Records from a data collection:
##########

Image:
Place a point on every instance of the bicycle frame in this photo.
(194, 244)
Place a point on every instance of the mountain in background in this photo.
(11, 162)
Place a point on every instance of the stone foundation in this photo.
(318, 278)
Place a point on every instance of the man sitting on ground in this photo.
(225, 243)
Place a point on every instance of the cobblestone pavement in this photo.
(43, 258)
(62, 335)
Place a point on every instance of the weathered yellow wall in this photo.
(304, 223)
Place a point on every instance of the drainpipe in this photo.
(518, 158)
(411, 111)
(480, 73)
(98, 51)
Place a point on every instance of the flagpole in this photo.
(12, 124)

##########

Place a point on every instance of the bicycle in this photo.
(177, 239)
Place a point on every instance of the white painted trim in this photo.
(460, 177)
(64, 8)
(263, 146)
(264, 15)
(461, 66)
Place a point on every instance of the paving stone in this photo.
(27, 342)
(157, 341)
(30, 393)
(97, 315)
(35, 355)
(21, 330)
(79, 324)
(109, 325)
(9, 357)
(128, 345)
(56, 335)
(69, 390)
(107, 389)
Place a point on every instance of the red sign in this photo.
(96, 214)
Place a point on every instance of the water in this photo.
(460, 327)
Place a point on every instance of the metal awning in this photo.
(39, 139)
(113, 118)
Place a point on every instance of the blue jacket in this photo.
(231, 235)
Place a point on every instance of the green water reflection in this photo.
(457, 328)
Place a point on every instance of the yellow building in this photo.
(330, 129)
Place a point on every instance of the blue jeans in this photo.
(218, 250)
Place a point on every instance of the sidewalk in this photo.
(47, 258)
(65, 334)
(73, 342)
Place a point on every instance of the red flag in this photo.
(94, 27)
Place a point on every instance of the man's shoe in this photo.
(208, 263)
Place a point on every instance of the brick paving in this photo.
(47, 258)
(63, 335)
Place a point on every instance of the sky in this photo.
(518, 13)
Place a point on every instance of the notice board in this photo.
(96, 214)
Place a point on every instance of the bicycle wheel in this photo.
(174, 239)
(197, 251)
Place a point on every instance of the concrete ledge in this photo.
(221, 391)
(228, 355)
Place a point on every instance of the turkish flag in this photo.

##########

== Stated problem ==
Collect each line of the data that contains the string "paving".

== Solution to this exercise ==
Place a point on every instance of the paving stone in this photo.
Place a point on every instance of the brick paving in this photo.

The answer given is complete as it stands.